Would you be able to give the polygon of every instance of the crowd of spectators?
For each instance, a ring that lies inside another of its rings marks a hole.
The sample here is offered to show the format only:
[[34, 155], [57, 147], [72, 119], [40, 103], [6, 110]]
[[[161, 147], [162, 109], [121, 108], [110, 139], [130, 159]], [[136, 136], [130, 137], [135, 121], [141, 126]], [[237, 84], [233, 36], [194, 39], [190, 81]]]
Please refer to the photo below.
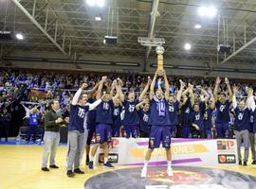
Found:
[[[168, 73], [167, 73], [168, 74]], [[147, 84], [149, 76], [137, 75], [135, 73], [118, 74], [115, 72], [108, 74], [111, 83], [117, 77], [123, 81], [122, 91], [135, 91], [139, 94]], [[101, 76], [92, 73], [54, 73], [54, 72], [33, 72], [24, 70], [4, 70], [0, 71], [0, 123], [1, 137], [8, 135], [15, 136], [19, 127], [24, 125], [26, 112], [32, 110], [35, 106], [40, 112], [39, 117], [44, 117], [44, 112], [47, 107], [49, 99], [58, 99], [63, 110], [63, 113], [68, 113], [70, 101], [75, 91], [81, 83], [86, 82], [89, 89], [101, 79]], [[175, 94], [179, 88], [178, 77], [170, 77], [170, 93]], [[214, 78], [210, 77], [182, 77], [185, 83], [192, 83], [194, 86], [200, 85], [202, 88], [211, 88], [214, 86]], [[246, 88], [251, 87], [256, 91], [256, 84], [245, 83], [239, 80], [230, 79], [230, 84], [238, 87], [238, 96], [246, 94]], [[225, 83], [220, 86], [225, 90]], [[43, 93], [43, 97], [31, 95], [31, 91]], [[196, 88], [194, 89], [196, 91]], [[27, 109], [26, 110], [24, 106]], [[8, 120], [8, 121], [3, 121]], [[3, 123], [7, 123], [3, 125]], [[41, 122], [39, 122], [40, 124]], [[9, 133], [8, 133], [8, 130]]]

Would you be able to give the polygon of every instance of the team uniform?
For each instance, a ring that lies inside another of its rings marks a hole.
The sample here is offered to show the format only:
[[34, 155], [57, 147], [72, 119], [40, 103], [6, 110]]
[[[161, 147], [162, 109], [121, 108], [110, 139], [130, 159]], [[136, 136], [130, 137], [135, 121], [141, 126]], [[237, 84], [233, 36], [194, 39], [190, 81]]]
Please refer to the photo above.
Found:
[[256, 111], [250, 115], [249, 143], [252, 161], [256, 161]]
[[229, 102], [226, 100], [224, 104], [220, 101], [216, 102], [216, 131], [217, 138], [229, 138], [229, 123], [230, 121], [229, 116]]
[[149, 126], [149, 112], [145, 112], [143, 109], [139, 109], [137, 113], [139, 117], [139, 131], [140, 137], [148, 137], [150, 132], [150, 126]]
[[[88, 100], [88, 102], [93, 103], [95, 102], [95, 99], [91, 98]], [[88, 137], [86, 140], [86, 145], [90, 146], [96, 129], [96, 110], [92, 110], [87, 113], [86, 125], [88, 129]]]
[[186, 103], [181, 107], [181, 125], [182, 125], [182, 138], [192, 137], [192, 103], [191, 99], [188, 98]]
[[168, 102], [165, 99], [158, 100], [156, 97], [150, 103], [149, 125], [151, 125], [151, 132], [149, 137], [149, 148], [162, 146], [171, 147], [171, 122], [168, 112]]
[[111, 126], [113, 125], [113, 101], [101, 102], [96, 110], [96, 143], [103, 144], [111, 141]]
[[138, 137], [138, 114], [136, 110], [136, 105], [138, 103], [137, 100], [134, 102], [129, 102], [124, 100], [124, 118], [123, 118], [123, 129], [124, 135], [126, 138], [133, 138]]
[[205, 134], [206, 134], [206, 138], [208, 139], [212, 138], [212, 133], [211, 133], [212, 112], [213, 112], [213, 110], [210, 107], [208, 107], [205, 111], [205, 115], [204, 115]]
[[169, 104], [169, 116], [171, 122], [171, 133], [172, 136], [174, 137], [177, 129], [178, 125], [178, 106], [179, 101], [175, 101], [174, 104]]
[[234, 109], [234, 112], [235, 112], [234, 130], [235, 130], [235, 138], [237, 141], [238, 160], [239, 162], [240, 161], [242, 162], [241, 145], [243, 139], [243, 144], [245, 146], [244, 162], [247, 163], [248, 160], [251, 111], [249, 111], [247, 108], [240, 110], [238, 107], [236, 107]]
[[80, 159], [84, 147], [84, 116], [89, 111], [89, 106], [70, 105], [68, 124], [68, 151], [67, 171], [80, 167]]
[[[204, 105], [203, 105], [204, 106]], [[194, 127], [192, 129], [192, 138], [205, 138], [205, 131], [204, 131], [204, 107], [200, 107], [200, 110], [198, 112], [192, 112], [192, 124], [196, 124], [199, 127], [199, 130], [196, 130]]]
[[121, 127], [121, 106], [114, 106], [113, 108], [113, 125], [112, 125], [112, 136], [119, 137], [119, 129]]

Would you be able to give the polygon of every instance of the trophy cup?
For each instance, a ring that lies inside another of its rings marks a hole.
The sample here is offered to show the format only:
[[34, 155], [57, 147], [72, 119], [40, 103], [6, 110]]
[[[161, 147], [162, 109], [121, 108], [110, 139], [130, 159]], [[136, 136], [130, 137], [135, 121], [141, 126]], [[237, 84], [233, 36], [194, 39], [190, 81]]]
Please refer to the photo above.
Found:
[[156, 54], [157, 54], [157, 71], [158, 76], [163, 76], [163, 53], [164, 53], [164, 47], [163, 46], [157, 46], [155, 48]]

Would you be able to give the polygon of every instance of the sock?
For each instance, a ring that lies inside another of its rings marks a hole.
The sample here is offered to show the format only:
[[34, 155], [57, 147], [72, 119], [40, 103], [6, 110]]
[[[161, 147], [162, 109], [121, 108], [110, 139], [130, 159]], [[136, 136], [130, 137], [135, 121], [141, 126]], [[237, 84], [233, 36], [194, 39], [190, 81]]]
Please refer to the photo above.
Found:
[[107, 158], [104, 158], [104, 163], [107, 163], [107, 161], [108, 161], [108, 159], [107, 159]]
[[167, 161], [167, 164], [168, 164], [168, 168], [172, 168], [171, 165], [172, 165], [172, 161]]
[[145, 162], [144, 162], [144, 167], [145, 167], [145, 168], [147, 168], [148, 163], [149, 163], [149, 161], [148, 161], [148, 160], [145, 160]]

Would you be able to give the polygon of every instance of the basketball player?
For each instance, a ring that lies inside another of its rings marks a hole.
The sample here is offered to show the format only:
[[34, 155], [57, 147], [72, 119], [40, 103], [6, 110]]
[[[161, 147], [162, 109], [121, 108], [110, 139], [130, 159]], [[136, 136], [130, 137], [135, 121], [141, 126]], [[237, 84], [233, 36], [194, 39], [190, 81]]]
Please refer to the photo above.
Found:
[[150, 105], [149, 99], [144, 98], [141, 102], [136, 105], [136, 110], [138, 112], [139, 117], [139, 137], [149, 137], [150, 126], [149, 122], [149, 112], [150, 112]]
[[93, 104], [86, 104], [88, 96], [87, 94], [82, 93], [82, 90], [84, 90], [86, 87], [86, 83], [82, 85], [82, 87], [75, 94], [70, 105], [68, 151], [66, 161], [66, 175], [68, 177], [74, 177], [75, 173], [84, 174], [84, 172], [80, 169], [80, 159], [83, 153], [84, 147], [84, 117], [87, 112], [95, 109], [101, 102], [101, 99], [99, 99]]
[[[245, 156], [244, 156], [244, 166], [247, 165], [247, 160], [248, 160], [248, 148], [249, 148], [249, 129], [250, 129], [250, 115], [251, 115], [251, 110], [249, 108], [251, 106], [255, 107], [254, 100], [247, 101], [247, 106], [246, 106], [246, 102], [244, 99], [240, 100], [238, 106], [237, 106], [237, 100], [235, 94], [237, 92], [236, 87], [233, 87], [233, 109], [234, 109], [234, 114], [235, 114], [235, 122], [234, 122], [234, 130], [235, 130], [235, 138], [237, 142], [237, 151], [238, 151], [238, 160], [239, 164], [242, 165], [242, 156], [241, 156], [241, 145], [242, 140], [245, 146]], [[249, 90], [247, 94], [247, 97], [249, 98], [252, 96], [252, 90]], [[254, 103], [254, 105], [251, 105], [250, 103]]]
[[185, 87], [185, 84], [182, 82], [182, 80], [179, 80], [180, 82], [180, 89], [177, 92], [176, 98], [172, 94], [169, 97], [169, 116], [170, 116], [170, 122], [171, 122], [171, 133], [172, 137], [176, 136], [176, 127], [178, 125], [178, 111], [179, 111], [179, 102], [181, 98], [181, 94], [183, 92], [183, 89]]
[[154, 92], [156, 77], [160, 72], [156, 71], [150, 87], [150, 116], [149, 125], [152, 126], [149, 137], [149, 148], [145, 156], [144, 166], [141, 170], [141, 177], [147, 177], [147, 166], [151, 158], [151, 154], [155, 148], [159, 147], [162, 142], [162, 146], [166, 149], [166, 159], [168, 163], [167, 174], [173, 176], [173, 169], [171, 166], [171, 125], [170, 116], [168, 112], [168, 99], [169, 99], [169, 83], [165, 71], [163, 71], [165, 82], [165, 94], [161, 88], [161, 79], [158, 79], [157, 89]]
[[[181, 112], [181, 125], [182, 125], [182, 138], [192, 138], [192, 107], [194, 105], [194, 94], [192, 92], [193, 85], [189, 83], [189, 87], [182, 93], [182, 106]], [[189, 97], [187, 96], [189, 94]]]
[[[117, 100], [120, 92], [118, 92], [116, 95], [111, 99], [108, 91], [104, 92], [101, 95], [102, 87], [106, 82], [106, 77], [102, 77], [102, 79], [98, 88], [97, 99], [101, 98], [102, 102], [98, 106], [96, 111], [96, 145], [91, 150], [89, 169], [94, 168], [94, 157], [100, 145], [103, 148], [104, 152], [104, 167], [114, 167], [108, 162], [109, 143], [111, 142], [111, 125], [113, 124], [113, 100]], [[119, 88], [117, 88], [119, 91]]]
[[228, 87], [229, 97], [227, 99], [226, 94], [221, 92], [218, 95], [218, 89], [221, 83], [219, 77], [216, 77], [215, 88], [214, 88], [214, 98], [216, 100], [216, 131], [217, 138], [229, 138], [229, 122], [230, 121], [229, 116], [229, 105], [232, 102], [232, 90], [229, 85], [229, 79], [225, 78], [225, 83]]

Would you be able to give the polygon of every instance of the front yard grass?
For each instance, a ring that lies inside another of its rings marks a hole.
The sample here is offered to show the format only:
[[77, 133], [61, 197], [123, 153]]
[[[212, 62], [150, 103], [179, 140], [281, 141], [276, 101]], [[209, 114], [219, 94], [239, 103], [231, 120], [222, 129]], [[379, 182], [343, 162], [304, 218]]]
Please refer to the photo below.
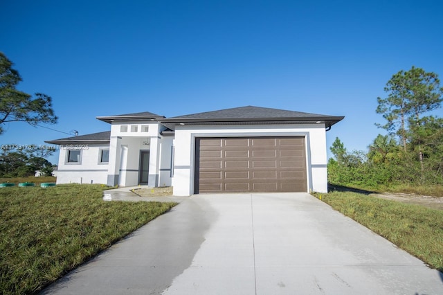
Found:
[[350, 192], [314, 194], [399, 248], [443, 271], [443, 211]]
[[104, 202], [104, 188], [0, 188], [2, 294], [39, 291], [177, 204]]

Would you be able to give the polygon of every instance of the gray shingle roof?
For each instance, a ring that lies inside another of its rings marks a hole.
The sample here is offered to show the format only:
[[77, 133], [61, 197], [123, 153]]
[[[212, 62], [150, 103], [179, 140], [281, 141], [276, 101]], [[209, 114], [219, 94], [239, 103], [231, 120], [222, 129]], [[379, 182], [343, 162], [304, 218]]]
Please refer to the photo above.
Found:
[[239, 124], [312, 124], [324, 123], [329, 128], [343, 120], [343, 116], [303, 113], [253, 106], [160, 119], [168, 128], [177, 125], [239, 125]]
[[69, 144], [74, 143], [106, 143], [109, 142], [111, 132], [91, 133], [90, 134], [78, 135], [77, 136], [65, 137], [64, 138], [54, 139], [53, 141], [45, 141], [53, 144]]
[[166, 120], [174, 119], [246, 119], [246, 118], [319, 118], [330, 117], [327, 115], [318, 114], [303, 113], [301, 111], [287, 111], [285, 109], [271, 109], [269, 107], [259, 107], [253, 106], [235, 107], [233, 109], [221, 109], [219, 111], [206, 111], [204, 113], [192, 114], [190, 115], [179, 116], [169, 118]]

REQUIREMENT
Rewrite the lines from the one with "of the sock?" up to and including the one with "159], [107, 159]]", replacing "sock" with "shin guard" and leaving everything else as it is.

ANSWER IN FULL
Would you be able to give the polygon of every instance of the shin guard?
For each instance, a ring that lies inside another of its rings marks a hole.
The sample here is offered to show the format only:
[[34, 155], [57, 147], [72, 119], [40, 103], [6, 110]]
[[[161, 147], [162, 109], [121, 108], [110, 139], [130, 159]], [[136, 136], [130, 137], [135, 121], [141, 126]], [[237, 84], [233, 36], [194, 39], [190, 81]]]
Please refer to the photo above.
Found:
[[107, 158], [104, 158], [104, 163], [107, 163], [107, 161], [108, 161], [108, 159], [107, 159]]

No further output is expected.